> **本文抜粋**
ビンセットの家族と一緒に湖へ行ったり、ブッシュを歩いたり、キャンプしたり、楽しい日々を過ごした。ザイールの一角に白人の社会ができていて、一緒に過ごしていると、これまでの当たり前だったアフリカの生活がまるで別世界のように感じた。あまりに居心地がいいので結局8日間もお世話になってしまった。それはまさに過酷だったザイール旅のご褒美のような時間だった。

10か国目ザンビアに入ると時代が10年進んだ。道はセンターラインの引かれたきれいな2車線道路。町は区画整備されてヨーロッパのようだ。スーパーには大抵の物が揃っていて、ハンバーガーショップもある。ザイールでは川で水を浴び、夜はランプの明かりで生活していた。国境ひとつでここまで違うとは。目には見えないけど、国境という高い壁は確実に存在している。日本では経験できない、特別な体験だった。

首都ルサカ。ビザ取得するためにボツワナ・ハイコミッション(領事館的なところ)を訪ねた。提出書類の英文の意味が分からず、一部空欄で出すと、係官が不機嫌そうにペンでチョンチョン印をつけ、投げ返してきた。意味を教えて欲しいとお願いすると、キレ気味にまくしてられる。困っていると申請に来ていた別の人が丁寧に教えてくれ、何とか提出することができた。日本人はアフリカのほとんどの国でビザが必要になる。大使館の対応も千差万別で、ボツワナのような所もあれば、手取り足取り親切にアドバイスしてくれる所もある。たくさん訪ねていると、その対応がその国の国民性を示していることがわかってくる。そんな訳で、ボツワナはちょっと不安になった(笑)

国道沿いの食堂で昼ごはんを食べていると、東洋人の姿が目に留まった。声をかけると日本人だった。日本人に会うのはガボンの日本大使館以来だ。青年海外協力隊員で高校の物理の教師をしている佐々木さん。家が近いということでお邪魔することになった。佐々木さんの厚意で、授業を見学したり、友人(インド人)のパーティに参加したり、人生初のゴルフをしたり、貴重な体験をした。

ジンバブエに入国すると世界3大瀑布のひとつ、ビクトリアフォールを訪ねた。乾季の終わりなので水が少ないというが、ゴーッ!と轟音を響かせて流れる滝はけた違い、豪快さに圧倒された。ナイアガラとイグアスの滝にもぜひ行ってみたい。

当初計画ではここからジンバブエ国内を北上する予定だったが、大人気映画「ミラクル・ワールド ブッシュマン」の舞台、カラハリ砂漠が見たくなりルート変更、ボツワナへ向かった。具体的に訪ねたい場所はなかったので、とりあえずアフリカ地図を広げ、ボツワナの真ん中に行けあるマウンへ行ってみることにした。

ビクトリアフォール
ザンビアとジンバブエの国境にある世界三大瀑布のひとつ「ビクトリアフォール」

> **提供情報**
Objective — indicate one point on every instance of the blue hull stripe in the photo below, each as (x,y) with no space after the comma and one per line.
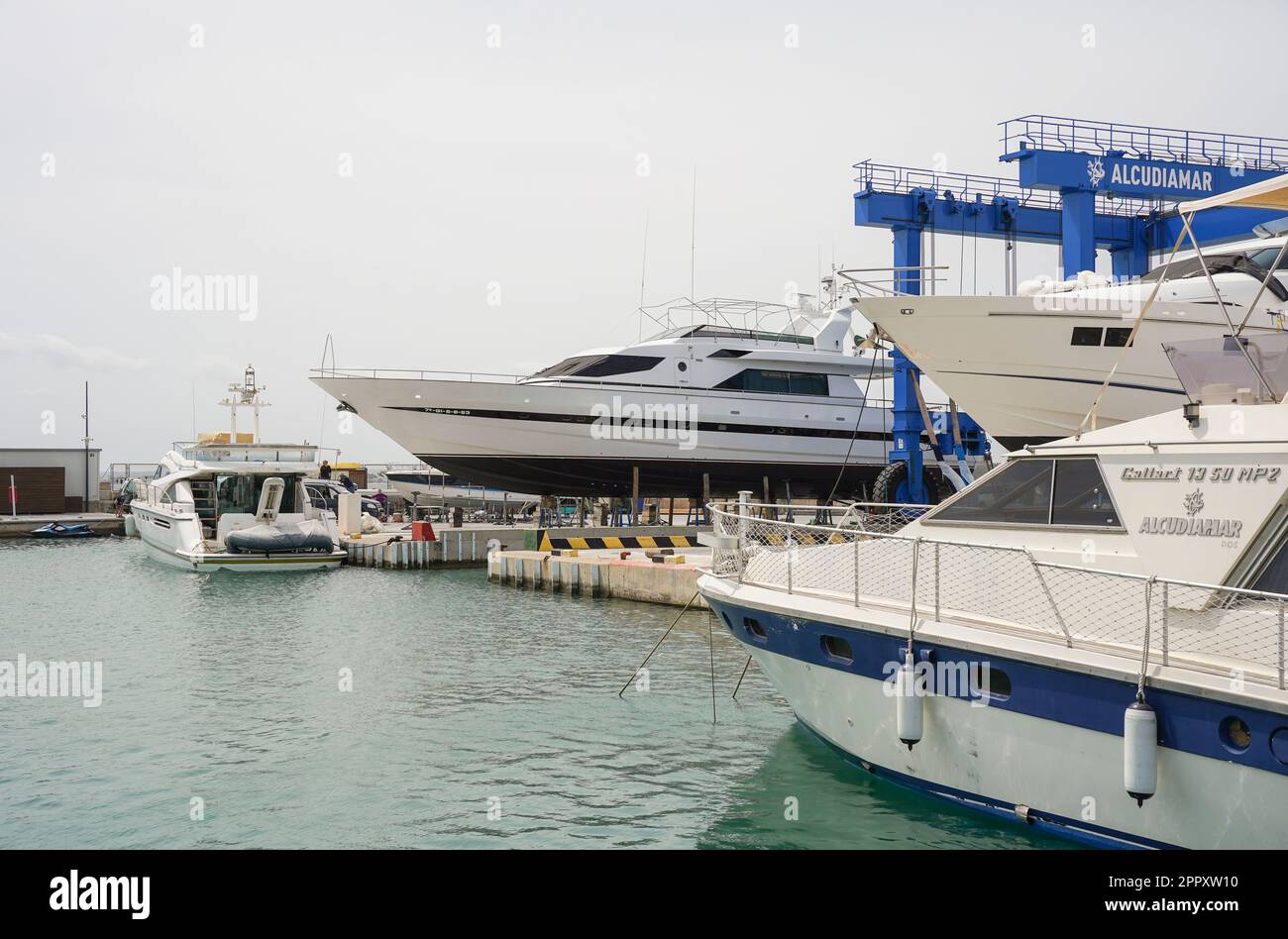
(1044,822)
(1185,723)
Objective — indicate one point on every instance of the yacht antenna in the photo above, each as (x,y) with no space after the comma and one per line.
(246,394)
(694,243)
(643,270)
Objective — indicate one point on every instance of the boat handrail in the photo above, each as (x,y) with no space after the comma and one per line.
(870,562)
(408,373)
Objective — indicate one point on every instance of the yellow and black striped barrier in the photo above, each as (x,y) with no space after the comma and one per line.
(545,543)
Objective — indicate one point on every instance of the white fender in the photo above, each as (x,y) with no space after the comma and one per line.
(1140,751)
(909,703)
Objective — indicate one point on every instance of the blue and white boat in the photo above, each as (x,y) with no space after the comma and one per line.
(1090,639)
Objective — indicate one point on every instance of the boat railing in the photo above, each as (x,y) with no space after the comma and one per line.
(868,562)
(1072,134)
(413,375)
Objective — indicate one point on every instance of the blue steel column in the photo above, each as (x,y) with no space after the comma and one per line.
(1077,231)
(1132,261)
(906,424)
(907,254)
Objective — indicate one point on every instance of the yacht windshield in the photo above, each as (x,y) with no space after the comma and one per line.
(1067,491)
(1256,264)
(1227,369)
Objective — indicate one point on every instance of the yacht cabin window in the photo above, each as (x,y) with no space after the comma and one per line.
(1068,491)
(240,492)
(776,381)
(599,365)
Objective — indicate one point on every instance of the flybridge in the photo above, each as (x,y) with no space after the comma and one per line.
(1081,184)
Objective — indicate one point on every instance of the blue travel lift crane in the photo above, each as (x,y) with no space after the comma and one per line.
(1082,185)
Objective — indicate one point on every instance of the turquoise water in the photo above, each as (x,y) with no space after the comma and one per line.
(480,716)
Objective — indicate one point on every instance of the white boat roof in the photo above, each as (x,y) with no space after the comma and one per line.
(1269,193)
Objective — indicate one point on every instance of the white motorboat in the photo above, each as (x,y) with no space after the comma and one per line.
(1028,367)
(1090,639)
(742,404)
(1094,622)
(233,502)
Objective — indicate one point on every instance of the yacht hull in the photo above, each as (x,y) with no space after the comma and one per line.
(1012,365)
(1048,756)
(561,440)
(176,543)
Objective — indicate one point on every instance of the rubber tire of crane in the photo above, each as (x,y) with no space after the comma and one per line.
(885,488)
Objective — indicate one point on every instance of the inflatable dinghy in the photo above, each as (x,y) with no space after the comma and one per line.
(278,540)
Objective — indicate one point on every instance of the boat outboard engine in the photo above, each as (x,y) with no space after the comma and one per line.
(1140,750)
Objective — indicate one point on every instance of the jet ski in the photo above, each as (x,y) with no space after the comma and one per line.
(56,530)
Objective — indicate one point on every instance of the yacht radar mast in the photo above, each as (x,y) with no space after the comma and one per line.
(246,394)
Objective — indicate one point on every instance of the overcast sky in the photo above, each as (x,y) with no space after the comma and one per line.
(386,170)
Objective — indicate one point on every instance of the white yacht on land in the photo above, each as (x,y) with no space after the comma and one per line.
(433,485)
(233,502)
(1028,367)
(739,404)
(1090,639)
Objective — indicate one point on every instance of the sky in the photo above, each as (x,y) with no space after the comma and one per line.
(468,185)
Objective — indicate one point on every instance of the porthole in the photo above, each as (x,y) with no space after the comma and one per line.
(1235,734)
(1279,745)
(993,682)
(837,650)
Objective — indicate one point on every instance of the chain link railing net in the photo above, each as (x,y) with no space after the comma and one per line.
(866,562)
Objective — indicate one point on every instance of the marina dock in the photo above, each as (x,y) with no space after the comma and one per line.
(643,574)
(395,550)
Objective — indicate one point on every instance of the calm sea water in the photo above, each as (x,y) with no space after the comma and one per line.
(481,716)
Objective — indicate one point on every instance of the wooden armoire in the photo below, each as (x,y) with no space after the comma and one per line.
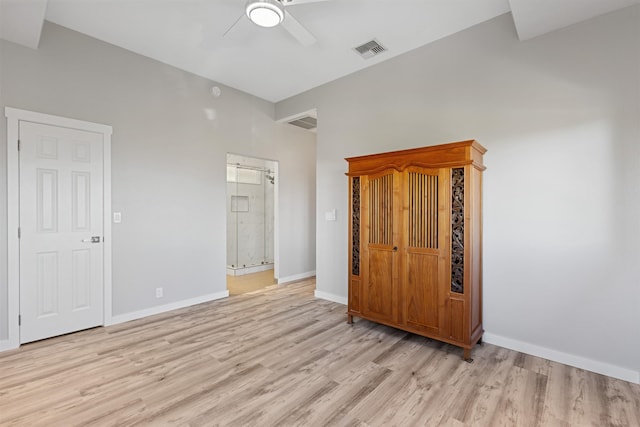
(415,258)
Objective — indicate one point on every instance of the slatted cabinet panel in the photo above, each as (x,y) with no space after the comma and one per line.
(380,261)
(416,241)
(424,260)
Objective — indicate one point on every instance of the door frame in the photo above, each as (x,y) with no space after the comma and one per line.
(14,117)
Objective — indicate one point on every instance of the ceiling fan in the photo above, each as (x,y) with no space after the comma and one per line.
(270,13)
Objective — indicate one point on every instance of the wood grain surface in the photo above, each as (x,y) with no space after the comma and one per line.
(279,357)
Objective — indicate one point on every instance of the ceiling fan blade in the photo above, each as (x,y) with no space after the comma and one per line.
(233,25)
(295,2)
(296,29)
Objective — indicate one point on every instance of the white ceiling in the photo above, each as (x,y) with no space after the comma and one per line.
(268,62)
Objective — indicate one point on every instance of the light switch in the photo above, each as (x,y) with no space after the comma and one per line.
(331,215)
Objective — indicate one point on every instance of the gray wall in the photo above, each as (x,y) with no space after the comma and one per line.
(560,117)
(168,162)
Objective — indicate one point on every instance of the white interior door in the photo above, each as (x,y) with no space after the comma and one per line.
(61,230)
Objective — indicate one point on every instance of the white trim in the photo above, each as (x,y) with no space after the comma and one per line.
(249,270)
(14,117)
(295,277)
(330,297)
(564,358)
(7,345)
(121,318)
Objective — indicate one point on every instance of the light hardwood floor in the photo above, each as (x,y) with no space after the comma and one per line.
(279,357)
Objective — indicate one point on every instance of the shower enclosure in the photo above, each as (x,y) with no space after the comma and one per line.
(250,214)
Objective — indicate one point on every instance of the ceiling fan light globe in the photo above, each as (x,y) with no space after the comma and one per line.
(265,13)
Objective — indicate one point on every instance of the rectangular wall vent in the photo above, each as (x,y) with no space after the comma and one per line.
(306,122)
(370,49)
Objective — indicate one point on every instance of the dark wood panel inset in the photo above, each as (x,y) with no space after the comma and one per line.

> **課題**
アフリカ旅行記の「ビンセットの家族と一緒に湖へ」から「はちょっと不安になった(笑)」までを、「国境」を「境界線」に入れ替えて書き直せ。

> **解答**
ビンセットの家族と一緒に湖へ行ったり、ブッシュを歩いたり、キャンプしたり、楽しい日々を過ごした。ザイールの一角に白人の社会ができていて、一緒に過ごしていると、これまでの当たり前だったアフリカの生活がまるで別世界のように感じた。あまりに居心地がいいので結局8日間もお世話になってしまった。それはまさに過酷だったザイール旅のご褒美のような時間だった。

10か国目ザンビアに入ると時代が10年進んだ。道はセンターラインの引かれたきれいな2車線道路。町は区画整備されてヨーロッパのようだ。スーパーには大抵の物が揃っていて、ハンバーガーショップもある。ザイールでは川で水を浴び、夜はランプの明かりで生活していた。境界線ひとつでここまで違うとは。目には見えないけど、境界線という高い壁は確実に存在している。日本では経験できない、特別な体験だった。

首都ルサカ。ビザ取得するためにボツワナ・ハイコミッション(領事館的なところ)を訪ねた。提出書類の英文の意味が分からず、一部空欄で出すと、係官が不機嫌そうにペンでチョンチョン印をつけ、投げ返してきた。意味を教えて欲しいとお願いすると、キレ気味にまくしてられる。困っていると申請に来ていた別の人が丁寧に教えてくれ、何とか提出することができた。日本人はアフリカのほとんどの国でビザが必要になる。大使館の対応も千差万別で、ボツワナのような所もあれば、手取り足取り親切にアドバイスしてくれる所もある。たくさん訪ねていると、その対応がその国の国民性を示していることがわかってくる。そんな訳で、ボツワナはちょっと不安になった(笑)